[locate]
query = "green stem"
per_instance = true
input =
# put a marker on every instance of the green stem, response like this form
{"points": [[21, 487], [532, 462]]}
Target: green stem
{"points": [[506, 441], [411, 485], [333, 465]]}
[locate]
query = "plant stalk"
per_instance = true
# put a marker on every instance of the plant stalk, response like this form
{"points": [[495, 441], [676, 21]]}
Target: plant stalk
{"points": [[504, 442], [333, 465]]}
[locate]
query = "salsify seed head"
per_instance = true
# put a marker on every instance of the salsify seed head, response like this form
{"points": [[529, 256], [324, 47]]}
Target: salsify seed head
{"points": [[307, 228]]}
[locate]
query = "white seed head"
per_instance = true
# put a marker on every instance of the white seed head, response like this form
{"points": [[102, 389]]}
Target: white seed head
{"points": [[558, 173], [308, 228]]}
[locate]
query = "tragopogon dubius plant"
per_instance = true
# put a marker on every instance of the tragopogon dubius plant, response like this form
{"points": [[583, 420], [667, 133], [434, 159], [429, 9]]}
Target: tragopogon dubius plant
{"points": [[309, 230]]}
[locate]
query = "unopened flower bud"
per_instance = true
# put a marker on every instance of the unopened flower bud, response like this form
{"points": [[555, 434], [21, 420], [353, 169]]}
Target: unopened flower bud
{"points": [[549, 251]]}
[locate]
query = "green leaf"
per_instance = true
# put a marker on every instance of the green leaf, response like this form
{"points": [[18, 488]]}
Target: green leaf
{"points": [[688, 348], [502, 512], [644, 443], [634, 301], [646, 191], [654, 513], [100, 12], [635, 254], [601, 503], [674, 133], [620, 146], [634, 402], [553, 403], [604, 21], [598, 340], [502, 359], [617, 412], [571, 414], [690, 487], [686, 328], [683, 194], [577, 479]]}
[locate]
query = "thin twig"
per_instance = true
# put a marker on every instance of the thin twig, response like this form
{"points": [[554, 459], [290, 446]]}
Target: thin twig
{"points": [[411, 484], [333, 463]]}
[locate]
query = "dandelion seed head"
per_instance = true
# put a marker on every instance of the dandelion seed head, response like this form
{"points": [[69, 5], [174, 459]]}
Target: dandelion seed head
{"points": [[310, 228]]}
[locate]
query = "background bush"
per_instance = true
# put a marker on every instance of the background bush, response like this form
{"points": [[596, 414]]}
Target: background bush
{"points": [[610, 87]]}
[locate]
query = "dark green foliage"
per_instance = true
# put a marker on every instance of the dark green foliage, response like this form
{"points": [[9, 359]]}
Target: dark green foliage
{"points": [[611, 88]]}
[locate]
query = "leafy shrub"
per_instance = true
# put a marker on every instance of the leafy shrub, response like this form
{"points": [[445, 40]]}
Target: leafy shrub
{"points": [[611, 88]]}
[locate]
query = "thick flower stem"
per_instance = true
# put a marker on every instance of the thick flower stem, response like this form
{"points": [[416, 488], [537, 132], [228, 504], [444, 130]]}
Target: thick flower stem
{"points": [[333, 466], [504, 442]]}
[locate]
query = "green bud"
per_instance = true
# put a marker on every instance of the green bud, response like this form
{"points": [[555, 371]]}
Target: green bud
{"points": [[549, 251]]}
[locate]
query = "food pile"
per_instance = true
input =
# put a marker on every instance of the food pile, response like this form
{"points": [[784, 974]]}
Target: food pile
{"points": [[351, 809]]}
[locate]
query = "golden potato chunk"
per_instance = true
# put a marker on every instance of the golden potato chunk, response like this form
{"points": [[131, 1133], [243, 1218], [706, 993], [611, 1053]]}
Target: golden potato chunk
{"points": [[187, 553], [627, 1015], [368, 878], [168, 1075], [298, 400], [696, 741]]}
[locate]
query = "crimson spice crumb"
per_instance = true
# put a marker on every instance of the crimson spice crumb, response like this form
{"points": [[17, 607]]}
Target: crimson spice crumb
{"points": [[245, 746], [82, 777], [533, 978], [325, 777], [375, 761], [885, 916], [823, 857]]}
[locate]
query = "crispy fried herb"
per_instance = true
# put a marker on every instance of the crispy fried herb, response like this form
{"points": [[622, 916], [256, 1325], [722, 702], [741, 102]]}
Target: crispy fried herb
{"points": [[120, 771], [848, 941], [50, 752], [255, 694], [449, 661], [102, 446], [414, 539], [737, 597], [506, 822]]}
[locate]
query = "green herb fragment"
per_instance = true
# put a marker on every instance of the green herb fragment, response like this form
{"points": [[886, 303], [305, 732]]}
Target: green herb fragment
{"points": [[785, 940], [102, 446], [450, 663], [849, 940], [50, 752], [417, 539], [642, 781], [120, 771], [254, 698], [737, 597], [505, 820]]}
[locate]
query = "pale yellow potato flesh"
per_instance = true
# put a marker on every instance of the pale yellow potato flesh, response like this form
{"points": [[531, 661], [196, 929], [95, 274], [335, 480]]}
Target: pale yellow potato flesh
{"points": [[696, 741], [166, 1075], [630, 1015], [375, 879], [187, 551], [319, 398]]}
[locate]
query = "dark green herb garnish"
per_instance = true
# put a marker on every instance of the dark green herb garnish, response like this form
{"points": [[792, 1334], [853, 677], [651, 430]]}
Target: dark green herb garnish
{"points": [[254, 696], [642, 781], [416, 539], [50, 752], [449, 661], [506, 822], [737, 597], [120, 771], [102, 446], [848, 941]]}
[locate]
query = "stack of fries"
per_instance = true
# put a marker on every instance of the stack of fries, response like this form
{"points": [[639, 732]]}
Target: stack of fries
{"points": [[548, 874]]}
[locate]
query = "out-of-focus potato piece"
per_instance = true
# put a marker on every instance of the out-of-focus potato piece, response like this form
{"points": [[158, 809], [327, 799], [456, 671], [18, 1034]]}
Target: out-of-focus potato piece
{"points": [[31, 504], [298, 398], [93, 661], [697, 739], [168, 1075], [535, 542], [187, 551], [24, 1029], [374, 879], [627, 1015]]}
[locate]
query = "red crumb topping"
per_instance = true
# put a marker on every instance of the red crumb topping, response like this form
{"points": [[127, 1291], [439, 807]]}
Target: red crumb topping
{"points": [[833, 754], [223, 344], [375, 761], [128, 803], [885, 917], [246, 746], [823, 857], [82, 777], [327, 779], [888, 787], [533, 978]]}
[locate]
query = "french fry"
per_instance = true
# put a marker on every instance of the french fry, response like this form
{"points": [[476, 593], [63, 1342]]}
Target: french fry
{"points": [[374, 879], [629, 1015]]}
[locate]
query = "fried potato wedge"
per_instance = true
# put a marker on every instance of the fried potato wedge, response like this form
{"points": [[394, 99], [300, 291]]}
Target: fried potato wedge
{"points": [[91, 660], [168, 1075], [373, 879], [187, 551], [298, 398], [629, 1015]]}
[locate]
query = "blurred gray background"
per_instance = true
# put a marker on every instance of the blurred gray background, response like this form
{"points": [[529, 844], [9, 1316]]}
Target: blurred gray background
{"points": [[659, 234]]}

TASK DESCRIPTION: Reproduce the listing shown above in its entirety, exactly.

THE REPLY:
[locate]
query = "green stem"
per_instance = true
input =
# put a marker on every instance of the green stem, response like this form
{"points": [[21, 487], [532, 462]]}
Target: green stem
{"points": [[506, 441], [411, 485], [333, 465]]}
[locate]
query = "plant stalk"
per_instance = true
# put a marker on every instance of the plant stalk, response like this form
{"points": [[495, 441], [676, 21]]}
Target: plant stalk
{"points": [[504, 442], [333, 465]]}
[locate]
query = "salsify seed head"
per_instance = true
# put a marker on every instance of the salsify seed head, response like this form
{"points": [[529, 256], [324, 47]]}
Target: salsify seed head
{"points": [[307, 228]]}
[locate]
query = "white seed head"
per_instance = true
# put a marker on every instance of the white seed head, response like this form
{"points": [[102, 389]]}
Target: white seed head
{"points": [[558, 173], [308, 228]]}
[locate]
query = "tragopogon dubius plant"
per_instance = true
# put a marker on every instance of the tragopogon dubius plant, response like this form
{"points": [[583, 420], [667, 133], [434, 159], [429, 9]]}
Target: tragopogon dubius plant
{"points": [[309, 230]]}
[locate]
query = "unopened flower bud"
per_instance = true
# put a marker on every instance of the unopened flower bud, response like this form
{"points": [[555, 434], [21, 420], [353, 169]]}
Target: unopened flower bud
{"points": [[549, 251]]}
[locate]
query = "green leaf"
per_instance = true
# put a marker on every instance of the green leaf, response like this form
{"points": [[18, 488]]}
Target: green leaf
{"points": [[688, 348], [502, 512], [644, 443], [634, 301], [646, 191], [654, 513], [100, 12], [635, 254], [601, 503], [674, 133], [620, 146], [634, 402], [553, 403], [604, 21], [598, 340], [502, 359], [617, 412], [571, 414], [690, 487], [686, 328], [683, 194], [577, 479]]}
[locate]
query = "thin twig"
per_instance = true
# put a marker on every instance of the thin twig, response like this form
{"points": [[554, 459], [290, 446]]}
Target: thin twig
{"points": [[411, 484], [333, 463]]}
[locate]
query = "dandelion seed head"
per_instance = true
# put a marker on every instance of the dandelion seed head, response like this form
{"points": [[69, 5], [174, 459]]}
Target: dandelion seed head
{"points": [[310, 228]]}
[locate]
query = "background bush"
per_instance = true
# put a marker on every instance of the background bush, response like this form
{"points": [[596, 414]]}
Target: background bush
{"points": [[610, 87]]}
[locate]
query = "dark green foliage"
per_instance = true
# put a marker on every instance of the dark green foliage, response like this form
{"points": [[9, 359]]}
Target: dark green foliage
{"points": [[611, 88]]}
[locate]
query = "leafy shrub"
per_instance = true
# put a marker on every instance of the leafy shrub, response like this form
{"points": [[445, 40]]}
Target: leafy shrub
{"points": [[611, 88]]}
[locate]
query = "thick flower stem"
per_instance = true
# put a marker on every instance of the thick flower stem, response like this form
{"points": [[416, 488], [537, 132], [228, 504], [444, 130]]}
Target: thick flower stem
{"points": [[333, 466], [504, 442]]}
[locate]
query = "green bud"
per_instance = true
# put a marker on every instance of the green bud, response like this form
{"points": [[555, 371]]}
Target: green bud
{"points": [[549, 251]]}
[locate]
query = "food pile"
per_instance = true
input =
# put a marker on every instance of the food pile, response like this form
{"points": [[784, 974]]}
Target: food pile
{"points": [[351, 809]]}
[locate]
query = "golden potato chunk"
per_instance = true
# put a marker on every instance of the golden potato chunk, response like this form
{"points": [[131, 1133], [243, 1218], [706, 993], [611, 1053]]}
Target: golden potato chunk
{"points": [[187, 553], [627, 1015], [368, 878], [168, 1075], [298, 400], [696, 741]]}
[locate]
query = "crimson spice crumb"
per_instance = true
# put a marker on every instance of the crimson spice crumb, response like this form
{"points": [[17, 607]]}
Target: crimson spice crumb
{"points": [[245, 746], [82, 777], [533, 978], [325, 777], [375, 761], [885, 916], [823, 857]]}
[locate]
query = "crispy fried herb"
per_instance = true
# put a marker on every instance of the crispy fried herb, response like this form
{"points": [[622, 916], [256, 1325], [722, 702], [741, 102]]}
Target: crispy fried herb
{"points": [[120, 771], [848, 941], [50, 752], [255, 694], [449, 661], [102, 446], [414, 539], [737, 597], [506, 822]]}
[locate]
query = "green herb fragment"
per_instance = true
# put a marker on every instance of the green herb fragment, response like this form
{"points": [[886, 303], [305, 732]]}
Target: green herb fragment
{"points": [[785, 940], [102, 446], [450, 663], [849, 940], [50, 752], [417, 539], [642, 781], [120, 771], [254, 698], [737, 597], [505, 820]]}
[locate]
query = "pale yellow potato flesh"
per_instance = true
# put a marker on every instance of the pale yellow potato flesh, response like this form
{"points": [[531, 661], [196, 929], [95, 274], [335, 480]]}
Target: pale yellow potato flesh
{"points": [[696, 741], [166, 1075], [630, 1015], [375, 879], [187, 551], [319, 398]]}
[locate]
query = "dark green herb garnish"
per_instance = true
# put a marker on every instance of the dark green herb garnish, response like this form
{"points": [[792, 1334], [853, 677], [651, 430]]}
Target: dark green herb garnish
{"points": [[254, 696], [642, 781], [416, 539], [50, 752], [449, 661], [506, 822], [737, 597], [120, 771], [102, 446], [848, 941]]}
[locate]
query = "stack of fries"
per_instance = true
# put a marker on every instance of the stack of fries, response like this form
{"points": [[639, 732]]}
Target: stack of fries
{"points": [[548, 874]]}
[locate]
query = "out-of-focus potato piece"
per_instance = true
# put a marker on every instance of the out-of-focus potato piece, response like this form
{"points": [[158, 809], [327, 799], [456, 671], [18, 1034]]}
Target: out-of-focus potato piece
{"points": [[31, 504], [298, 398], [93, 661], [697, 739], [168, 1075], [535, 542], [187, 551], [24, 1029], [374, 879], [627, 1015]]}
[locate]
query = "red crumb topping"
per_instance = true
# put a marker on every instance of the red crumb topping, response like this form
{"points": [[127, 1291], [439, 807]]}
Target: red crumb topping
{"points": [[833, 754], [223, 344], [375, 761], [128, 803], [885, 917], [246, 746], [823, 857], [82, 777], [327, 779], [888, 787], [533, 978]]}
[locate]
query = "french fry"
per_instance = true
# put a marker on every instance of the french fry, response like this form
{"points": [[476, 593], [63, 1342]]}
Target: french fry
{"points": [[374, 879], [629, 1015]]}
[locate]
query = "fried potato wedge"
per_instance = true
# put a marker on every instance of the fried potato wedge, response like this form
{"points": [[394, 99], [300, 291]]}
Target: fried potato wedge
{"points": [[91, 660], [168, 1075], [373, 879], [187, 551], [298, 398], [629, 1015]]}
[locate]
query = "blurred gray background"
per_instance = true
# put a marker on every instance of the blurred gray background, response like this form
{"points": [[529, 844], [9, 1316]]}
Target: blurred gray background
{"points": [[659, 234]]}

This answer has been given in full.